[Items from a labeling collection]
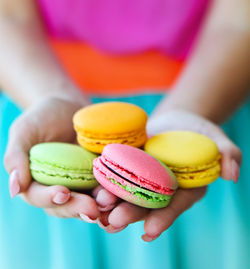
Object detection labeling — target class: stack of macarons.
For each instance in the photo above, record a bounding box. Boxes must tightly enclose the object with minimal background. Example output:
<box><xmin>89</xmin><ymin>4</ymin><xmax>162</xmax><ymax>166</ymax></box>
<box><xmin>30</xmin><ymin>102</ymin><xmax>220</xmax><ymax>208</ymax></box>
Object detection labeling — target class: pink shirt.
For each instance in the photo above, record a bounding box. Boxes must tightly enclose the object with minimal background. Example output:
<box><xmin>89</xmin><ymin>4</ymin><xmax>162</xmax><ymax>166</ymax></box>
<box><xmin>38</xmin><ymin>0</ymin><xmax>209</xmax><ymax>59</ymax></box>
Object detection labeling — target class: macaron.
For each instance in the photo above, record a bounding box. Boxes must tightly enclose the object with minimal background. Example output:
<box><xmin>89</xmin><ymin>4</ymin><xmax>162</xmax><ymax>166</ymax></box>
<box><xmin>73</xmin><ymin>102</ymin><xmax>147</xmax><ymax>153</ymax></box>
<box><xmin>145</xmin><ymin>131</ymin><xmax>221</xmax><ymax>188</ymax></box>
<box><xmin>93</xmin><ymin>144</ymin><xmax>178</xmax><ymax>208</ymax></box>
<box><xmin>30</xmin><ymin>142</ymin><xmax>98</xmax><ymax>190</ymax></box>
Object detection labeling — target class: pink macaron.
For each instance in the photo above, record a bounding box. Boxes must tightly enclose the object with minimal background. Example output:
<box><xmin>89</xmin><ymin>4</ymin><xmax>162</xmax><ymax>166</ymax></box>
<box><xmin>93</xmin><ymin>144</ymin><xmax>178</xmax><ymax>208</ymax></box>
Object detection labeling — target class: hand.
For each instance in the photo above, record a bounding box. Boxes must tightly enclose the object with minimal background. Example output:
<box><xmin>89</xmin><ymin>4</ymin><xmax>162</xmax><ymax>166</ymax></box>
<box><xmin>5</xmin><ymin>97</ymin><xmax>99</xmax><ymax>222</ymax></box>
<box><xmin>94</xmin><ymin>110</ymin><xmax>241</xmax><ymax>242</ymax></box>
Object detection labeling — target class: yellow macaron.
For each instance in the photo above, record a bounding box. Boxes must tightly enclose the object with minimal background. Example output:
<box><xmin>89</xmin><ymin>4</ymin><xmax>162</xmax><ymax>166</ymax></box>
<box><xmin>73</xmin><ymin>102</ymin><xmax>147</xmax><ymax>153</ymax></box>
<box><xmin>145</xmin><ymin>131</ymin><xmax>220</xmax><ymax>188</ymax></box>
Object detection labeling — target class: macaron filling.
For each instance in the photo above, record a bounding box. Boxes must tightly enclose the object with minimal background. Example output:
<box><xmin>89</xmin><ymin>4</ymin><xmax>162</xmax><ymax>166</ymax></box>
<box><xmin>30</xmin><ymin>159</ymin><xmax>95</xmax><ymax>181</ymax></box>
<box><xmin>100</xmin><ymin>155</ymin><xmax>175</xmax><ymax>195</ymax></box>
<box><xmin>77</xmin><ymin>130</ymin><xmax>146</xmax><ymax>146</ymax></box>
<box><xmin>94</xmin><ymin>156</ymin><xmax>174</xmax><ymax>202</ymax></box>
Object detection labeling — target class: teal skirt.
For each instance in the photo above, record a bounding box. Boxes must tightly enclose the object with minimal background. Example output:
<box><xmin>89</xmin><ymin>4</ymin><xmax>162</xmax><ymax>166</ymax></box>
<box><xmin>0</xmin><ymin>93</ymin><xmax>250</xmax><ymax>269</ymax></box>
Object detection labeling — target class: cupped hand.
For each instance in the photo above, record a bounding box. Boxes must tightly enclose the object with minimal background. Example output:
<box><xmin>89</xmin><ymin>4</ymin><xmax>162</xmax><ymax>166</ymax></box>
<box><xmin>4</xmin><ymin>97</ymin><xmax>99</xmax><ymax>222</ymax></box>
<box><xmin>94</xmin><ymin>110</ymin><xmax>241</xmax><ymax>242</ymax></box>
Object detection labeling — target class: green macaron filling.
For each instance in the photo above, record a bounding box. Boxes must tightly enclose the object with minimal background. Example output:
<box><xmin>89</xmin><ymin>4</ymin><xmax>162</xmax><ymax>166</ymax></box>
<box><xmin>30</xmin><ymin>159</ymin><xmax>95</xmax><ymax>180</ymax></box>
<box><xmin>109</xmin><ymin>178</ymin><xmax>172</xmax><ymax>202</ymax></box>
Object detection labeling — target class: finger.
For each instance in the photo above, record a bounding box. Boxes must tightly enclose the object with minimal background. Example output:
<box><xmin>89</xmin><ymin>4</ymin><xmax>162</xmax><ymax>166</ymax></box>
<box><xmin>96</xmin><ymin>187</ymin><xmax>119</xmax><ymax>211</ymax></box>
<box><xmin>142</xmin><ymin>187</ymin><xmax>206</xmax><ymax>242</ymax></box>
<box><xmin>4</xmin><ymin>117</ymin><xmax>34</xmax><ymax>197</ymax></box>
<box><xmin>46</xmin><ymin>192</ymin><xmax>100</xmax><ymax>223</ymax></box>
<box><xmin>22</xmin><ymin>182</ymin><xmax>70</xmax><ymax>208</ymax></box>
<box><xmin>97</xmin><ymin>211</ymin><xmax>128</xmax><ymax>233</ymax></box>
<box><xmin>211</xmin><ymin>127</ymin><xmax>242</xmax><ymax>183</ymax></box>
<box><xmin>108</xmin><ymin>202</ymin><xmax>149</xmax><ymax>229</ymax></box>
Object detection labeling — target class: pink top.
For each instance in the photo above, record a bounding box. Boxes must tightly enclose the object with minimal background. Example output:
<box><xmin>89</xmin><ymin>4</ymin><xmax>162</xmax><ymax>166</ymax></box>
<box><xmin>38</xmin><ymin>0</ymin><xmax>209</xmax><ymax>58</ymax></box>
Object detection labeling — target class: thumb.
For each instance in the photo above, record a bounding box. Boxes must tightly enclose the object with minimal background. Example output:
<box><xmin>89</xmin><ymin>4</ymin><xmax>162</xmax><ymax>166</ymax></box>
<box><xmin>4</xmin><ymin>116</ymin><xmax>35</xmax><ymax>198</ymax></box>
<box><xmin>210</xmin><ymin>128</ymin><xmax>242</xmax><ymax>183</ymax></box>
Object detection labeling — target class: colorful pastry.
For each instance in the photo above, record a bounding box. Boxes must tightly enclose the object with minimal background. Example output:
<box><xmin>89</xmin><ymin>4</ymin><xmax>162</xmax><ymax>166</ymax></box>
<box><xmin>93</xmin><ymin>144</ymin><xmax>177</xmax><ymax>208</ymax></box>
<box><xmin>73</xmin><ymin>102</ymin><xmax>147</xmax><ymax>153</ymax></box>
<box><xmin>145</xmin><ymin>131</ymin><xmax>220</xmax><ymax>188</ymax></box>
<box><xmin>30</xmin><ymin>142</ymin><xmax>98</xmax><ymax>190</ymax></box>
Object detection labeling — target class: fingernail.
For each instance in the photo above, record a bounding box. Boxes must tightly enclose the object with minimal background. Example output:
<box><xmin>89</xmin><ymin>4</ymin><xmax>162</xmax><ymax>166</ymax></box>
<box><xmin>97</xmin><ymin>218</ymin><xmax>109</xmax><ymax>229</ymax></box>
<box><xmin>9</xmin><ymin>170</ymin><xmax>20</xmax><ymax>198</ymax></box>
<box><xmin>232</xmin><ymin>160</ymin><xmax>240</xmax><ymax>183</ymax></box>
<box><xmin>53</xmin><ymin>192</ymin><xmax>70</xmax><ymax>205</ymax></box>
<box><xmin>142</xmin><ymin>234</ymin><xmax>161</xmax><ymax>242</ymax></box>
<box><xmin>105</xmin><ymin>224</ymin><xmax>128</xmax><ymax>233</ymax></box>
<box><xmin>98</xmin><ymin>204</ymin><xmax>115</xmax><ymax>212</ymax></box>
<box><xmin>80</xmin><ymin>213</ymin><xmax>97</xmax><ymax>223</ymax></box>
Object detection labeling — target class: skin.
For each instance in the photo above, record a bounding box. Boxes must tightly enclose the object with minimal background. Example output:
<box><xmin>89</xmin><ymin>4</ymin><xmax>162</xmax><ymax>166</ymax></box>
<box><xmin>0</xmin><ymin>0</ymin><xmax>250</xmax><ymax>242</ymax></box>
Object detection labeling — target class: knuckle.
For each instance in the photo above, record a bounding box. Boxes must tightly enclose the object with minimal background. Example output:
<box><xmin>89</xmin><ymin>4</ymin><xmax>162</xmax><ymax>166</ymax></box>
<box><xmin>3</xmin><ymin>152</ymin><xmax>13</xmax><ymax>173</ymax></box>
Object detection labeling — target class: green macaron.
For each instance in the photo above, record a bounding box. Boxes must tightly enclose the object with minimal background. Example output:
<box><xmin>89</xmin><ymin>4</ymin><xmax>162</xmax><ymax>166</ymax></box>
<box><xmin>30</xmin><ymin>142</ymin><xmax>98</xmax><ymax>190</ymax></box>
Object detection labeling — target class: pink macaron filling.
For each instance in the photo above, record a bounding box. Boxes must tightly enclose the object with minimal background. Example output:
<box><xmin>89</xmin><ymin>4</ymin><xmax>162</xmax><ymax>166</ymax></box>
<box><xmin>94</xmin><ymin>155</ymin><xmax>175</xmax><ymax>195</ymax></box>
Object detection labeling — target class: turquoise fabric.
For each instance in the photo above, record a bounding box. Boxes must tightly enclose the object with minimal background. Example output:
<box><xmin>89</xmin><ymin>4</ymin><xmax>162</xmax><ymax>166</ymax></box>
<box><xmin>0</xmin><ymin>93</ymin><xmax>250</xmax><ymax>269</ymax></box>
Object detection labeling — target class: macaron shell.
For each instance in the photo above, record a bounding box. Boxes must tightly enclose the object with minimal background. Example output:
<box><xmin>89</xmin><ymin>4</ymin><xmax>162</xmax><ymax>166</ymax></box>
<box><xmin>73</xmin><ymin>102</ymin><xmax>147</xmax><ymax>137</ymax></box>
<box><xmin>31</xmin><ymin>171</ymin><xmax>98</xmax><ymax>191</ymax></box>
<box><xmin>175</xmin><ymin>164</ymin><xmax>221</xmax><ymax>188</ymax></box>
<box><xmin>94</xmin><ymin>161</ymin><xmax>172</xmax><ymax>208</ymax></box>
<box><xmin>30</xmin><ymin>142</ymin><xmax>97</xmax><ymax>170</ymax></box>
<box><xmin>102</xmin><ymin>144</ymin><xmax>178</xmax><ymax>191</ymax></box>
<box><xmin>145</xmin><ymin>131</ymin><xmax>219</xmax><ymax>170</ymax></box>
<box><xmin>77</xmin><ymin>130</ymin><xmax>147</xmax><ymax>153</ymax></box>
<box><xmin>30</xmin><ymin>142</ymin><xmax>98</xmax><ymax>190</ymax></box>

Given exercise =>
Select and copy each line of the material above that contains the word "green". Case counts, so match it exactly.

Final answer =>
Object detection labeling — target class: green macaron filling.
Object detection labeling — target class: green macaron.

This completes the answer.